== Exercise aim ==
Which lines in the listing below contain the string "long"? Extract each such line in full, treating uppercase and lowercase letters as different.

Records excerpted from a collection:
■ ■ ■ ■ ■ ■ ■

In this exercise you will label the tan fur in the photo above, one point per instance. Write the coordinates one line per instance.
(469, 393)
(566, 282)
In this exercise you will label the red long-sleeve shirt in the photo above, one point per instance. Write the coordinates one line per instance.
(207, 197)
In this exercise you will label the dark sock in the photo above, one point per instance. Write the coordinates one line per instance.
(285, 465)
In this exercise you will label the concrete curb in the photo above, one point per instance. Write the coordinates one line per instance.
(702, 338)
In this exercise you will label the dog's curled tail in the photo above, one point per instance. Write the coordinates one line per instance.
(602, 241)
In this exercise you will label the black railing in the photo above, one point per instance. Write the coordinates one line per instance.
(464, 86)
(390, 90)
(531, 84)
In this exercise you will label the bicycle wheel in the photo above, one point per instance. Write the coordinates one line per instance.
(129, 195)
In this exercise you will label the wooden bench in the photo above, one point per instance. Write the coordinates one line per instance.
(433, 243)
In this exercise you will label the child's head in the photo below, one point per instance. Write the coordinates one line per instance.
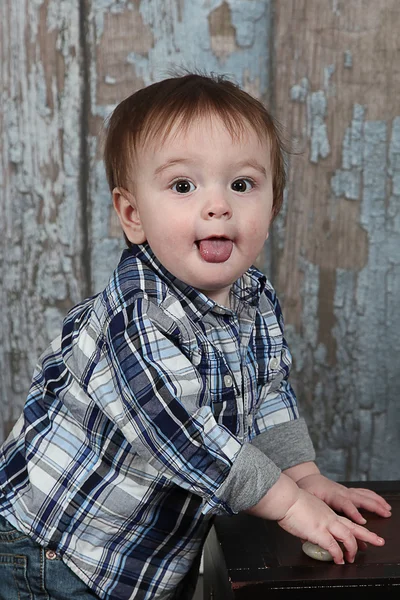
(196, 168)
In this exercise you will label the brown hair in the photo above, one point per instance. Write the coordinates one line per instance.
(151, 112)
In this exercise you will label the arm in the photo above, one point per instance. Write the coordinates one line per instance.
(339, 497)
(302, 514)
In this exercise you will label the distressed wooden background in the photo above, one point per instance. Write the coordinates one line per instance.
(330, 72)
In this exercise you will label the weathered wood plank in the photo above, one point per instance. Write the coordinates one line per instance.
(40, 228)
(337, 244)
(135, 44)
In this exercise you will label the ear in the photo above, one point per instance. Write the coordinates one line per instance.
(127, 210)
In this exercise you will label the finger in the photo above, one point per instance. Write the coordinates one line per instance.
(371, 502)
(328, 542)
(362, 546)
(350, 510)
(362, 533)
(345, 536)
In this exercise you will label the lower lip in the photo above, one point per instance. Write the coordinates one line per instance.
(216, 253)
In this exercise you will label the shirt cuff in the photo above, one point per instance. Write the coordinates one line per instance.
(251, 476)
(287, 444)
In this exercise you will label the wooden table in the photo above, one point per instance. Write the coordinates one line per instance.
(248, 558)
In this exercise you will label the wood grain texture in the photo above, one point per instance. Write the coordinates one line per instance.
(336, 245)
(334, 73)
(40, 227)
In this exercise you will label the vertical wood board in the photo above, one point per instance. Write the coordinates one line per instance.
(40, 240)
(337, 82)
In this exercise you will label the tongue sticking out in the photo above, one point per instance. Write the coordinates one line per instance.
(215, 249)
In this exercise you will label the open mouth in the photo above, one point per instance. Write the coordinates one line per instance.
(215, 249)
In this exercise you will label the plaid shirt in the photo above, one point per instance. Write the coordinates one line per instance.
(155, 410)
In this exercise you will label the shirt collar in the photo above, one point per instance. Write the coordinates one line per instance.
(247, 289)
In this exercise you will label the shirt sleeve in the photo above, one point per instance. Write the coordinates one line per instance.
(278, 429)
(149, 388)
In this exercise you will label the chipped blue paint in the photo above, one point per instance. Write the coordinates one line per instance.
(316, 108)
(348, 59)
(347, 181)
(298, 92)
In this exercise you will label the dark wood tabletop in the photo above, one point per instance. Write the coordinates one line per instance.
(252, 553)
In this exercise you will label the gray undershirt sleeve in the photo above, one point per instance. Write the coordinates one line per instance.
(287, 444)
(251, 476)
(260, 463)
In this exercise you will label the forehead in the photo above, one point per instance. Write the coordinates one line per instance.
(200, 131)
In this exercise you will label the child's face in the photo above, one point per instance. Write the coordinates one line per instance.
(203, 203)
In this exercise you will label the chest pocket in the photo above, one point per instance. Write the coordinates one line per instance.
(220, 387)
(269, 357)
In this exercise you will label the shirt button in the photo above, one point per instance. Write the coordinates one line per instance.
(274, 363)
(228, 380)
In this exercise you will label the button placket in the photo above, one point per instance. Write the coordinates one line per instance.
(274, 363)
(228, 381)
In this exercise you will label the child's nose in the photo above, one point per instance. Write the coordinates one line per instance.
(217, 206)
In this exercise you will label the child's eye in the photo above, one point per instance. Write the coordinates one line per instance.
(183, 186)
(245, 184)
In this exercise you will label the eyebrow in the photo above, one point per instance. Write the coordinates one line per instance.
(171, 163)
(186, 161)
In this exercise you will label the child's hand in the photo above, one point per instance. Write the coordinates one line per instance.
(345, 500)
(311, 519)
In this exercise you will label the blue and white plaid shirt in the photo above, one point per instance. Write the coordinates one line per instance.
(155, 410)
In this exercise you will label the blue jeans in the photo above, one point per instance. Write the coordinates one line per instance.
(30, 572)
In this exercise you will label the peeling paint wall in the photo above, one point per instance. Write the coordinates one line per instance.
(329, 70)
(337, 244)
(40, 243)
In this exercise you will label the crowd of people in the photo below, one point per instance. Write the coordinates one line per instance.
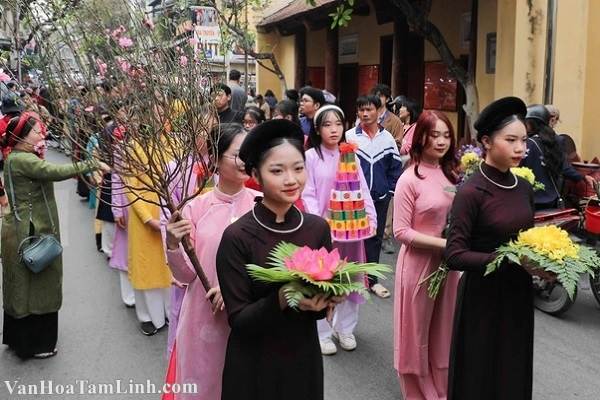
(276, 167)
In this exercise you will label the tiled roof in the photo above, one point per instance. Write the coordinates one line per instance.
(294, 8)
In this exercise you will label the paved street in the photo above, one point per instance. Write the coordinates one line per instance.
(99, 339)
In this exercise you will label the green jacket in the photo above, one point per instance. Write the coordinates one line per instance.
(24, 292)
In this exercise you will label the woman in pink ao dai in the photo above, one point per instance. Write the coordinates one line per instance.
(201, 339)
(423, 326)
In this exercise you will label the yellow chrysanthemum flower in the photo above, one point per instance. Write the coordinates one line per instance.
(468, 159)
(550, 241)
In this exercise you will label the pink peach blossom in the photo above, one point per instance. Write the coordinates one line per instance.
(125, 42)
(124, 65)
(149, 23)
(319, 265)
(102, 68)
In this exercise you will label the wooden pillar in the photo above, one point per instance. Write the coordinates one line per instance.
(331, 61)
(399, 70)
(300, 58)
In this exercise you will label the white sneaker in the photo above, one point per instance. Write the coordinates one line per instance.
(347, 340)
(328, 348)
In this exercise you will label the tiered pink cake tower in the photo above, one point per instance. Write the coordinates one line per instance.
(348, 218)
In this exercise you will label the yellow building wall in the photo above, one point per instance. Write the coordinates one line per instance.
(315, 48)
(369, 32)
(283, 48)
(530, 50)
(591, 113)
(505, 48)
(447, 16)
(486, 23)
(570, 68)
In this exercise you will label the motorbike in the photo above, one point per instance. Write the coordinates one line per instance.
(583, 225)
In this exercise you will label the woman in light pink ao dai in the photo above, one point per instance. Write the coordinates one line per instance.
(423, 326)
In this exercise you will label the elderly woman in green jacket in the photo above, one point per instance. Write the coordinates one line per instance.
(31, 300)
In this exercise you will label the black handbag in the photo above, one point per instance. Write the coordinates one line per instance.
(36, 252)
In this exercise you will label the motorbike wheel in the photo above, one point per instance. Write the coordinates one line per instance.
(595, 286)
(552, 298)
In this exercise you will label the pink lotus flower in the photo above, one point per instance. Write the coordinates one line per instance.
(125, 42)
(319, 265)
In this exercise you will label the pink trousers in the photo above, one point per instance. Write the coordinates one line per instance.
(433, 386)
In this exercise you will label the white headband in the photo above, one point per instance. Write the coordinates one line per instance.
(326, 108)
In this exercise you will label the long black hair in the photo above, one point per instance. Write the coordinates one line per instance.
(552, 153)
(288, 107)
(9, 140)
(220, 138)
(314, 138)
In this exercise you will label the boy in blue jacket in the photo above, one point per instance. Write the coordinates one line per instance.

■ ■ ■ ■ ■ ■ ■

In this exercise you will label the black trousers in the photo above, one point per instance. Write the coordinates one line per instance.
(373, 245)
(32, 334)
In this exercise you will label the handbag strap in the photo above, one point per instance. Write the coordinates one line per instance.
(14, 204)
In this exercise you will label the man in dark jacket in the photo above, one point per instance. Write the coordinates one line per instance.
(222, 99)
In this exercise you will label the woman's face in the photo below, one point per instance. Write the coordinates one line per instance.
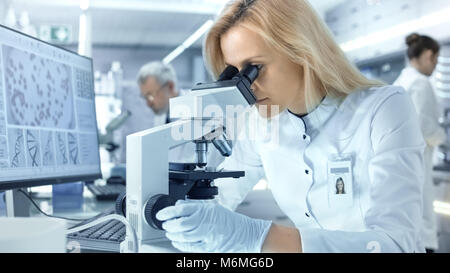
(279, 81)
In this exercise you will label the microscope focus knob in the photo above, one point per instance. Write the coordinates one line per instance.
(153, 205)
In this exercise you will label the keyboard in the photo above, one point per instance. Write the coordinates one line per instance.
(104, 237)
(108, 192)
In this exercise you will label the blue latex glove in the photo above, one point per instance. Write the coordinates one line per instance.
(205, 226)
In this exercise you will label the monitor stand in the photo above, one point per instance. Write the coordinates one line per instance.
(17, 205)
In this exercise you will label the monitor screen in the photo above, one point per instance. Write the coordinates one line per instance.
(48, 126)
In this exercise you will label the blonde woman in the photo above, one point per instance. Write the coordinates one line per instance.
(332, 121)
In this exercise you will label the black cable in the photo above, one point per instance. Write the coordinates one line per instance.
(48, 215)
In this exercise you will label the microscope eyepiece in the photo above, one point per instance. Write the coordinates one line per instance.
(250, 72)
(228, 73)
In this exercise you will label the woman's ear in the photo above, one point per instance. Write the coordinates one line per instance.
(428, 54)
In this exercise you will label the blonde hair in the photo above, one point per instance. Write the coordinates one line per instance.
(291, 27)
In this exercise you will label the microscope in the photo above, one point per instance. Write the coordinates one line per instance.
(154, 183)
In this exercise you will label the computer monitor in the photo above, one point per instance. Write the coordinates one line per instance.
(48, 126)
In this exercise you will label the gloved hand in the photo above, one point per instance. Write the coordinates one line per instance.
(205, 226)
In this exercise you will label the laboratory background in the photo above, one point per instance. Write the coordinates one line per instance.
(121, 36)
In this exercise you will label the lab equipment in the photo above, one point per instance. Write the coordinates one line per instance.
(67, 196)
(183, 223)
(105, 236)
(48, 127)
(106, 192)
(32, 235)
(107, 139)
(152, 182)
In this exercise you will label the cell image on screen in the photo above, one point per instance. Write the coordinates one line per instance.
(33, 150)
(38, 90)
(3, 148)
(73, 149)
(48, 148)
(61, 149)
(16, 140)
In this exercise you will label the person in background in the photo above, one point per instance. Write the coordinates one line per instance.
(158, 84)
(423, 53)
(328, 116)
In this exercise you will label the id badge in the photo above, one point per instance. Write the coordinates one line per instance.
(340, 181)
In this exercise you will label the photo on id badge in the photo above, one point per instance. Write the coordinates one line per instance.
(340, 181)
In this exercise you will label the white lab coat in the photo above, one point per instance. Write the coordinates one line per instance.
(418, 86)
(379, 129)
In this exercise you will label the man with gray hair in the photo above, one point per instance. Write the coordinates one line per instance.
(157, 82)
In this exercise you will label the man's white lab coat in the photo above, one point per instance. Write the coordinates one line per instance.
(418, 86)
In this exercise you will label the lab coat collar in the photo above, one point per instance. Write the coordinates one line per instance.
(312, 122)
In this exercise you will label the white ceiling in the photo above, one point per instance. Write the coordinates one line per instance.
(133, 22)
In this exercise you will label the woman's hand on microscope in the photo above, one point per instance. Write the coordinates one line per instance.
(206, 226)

■ ■ ■ ■ ■ ■ ■

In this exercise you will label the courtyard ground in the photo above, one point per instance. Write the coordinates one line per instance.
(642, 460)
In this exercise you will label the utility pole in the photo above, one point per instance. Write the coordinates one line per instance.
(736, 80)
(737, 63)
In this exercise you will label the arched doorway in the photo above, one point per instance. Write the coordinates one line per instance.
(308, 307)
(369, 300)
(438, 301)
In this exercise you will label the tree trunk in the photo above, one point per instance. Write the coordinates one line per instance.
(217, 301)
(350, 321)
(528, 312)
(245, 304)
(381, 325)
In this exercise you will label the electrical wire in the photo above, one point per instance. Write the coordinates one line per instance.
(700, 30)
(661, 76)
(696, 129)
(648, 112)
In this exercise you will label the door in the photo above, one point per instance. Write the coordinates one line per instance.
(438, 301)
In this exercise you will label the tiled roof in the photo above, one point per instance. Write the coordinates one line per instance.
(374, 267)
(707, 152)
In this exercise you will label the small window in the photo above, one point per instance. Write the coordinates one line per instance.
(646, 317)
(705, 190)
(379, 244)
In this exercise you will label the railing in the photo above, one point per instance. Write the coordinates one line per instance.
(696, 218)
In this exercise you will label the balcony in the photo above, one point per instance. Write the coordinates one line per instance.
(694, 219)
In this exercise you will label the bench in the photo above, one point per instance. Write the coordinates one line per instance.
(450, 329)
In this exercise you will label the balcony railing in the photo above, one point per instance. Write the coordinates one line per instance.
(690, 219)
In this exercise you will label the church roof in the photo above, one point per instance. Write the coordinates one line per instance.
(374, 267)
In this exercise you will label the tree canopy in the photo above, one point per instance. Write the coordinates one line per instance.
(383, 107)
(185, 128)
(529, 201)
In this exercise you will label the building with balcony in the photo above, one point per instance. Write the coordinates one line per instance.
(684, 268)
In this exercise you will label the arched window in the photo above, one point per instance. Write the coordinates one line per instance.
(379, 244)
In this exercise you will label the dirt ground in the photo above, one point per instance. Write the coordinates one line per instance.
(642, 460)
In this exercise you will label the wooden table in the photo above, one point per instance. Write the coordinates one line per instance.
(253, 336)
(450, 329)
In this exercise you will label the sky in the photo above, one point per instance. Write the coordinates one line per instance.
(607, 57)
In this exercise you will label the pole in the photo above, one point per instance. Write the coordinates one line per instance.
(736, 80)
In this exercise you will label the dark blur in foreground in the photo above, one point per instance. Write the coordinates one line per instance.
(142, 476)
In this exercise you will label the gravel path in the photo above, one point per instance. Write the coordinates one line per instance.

■ ■ ■ ■ ■ ■ ■

== Answer to this exercise ==
In this exercise you will label the red long-sleeve shirt in the photo above, one point per instance. Write the coordinates one line per instance.
In this exercise you will label the long black hair in the photo above, one point per instance. Write the coordinates one line per instance.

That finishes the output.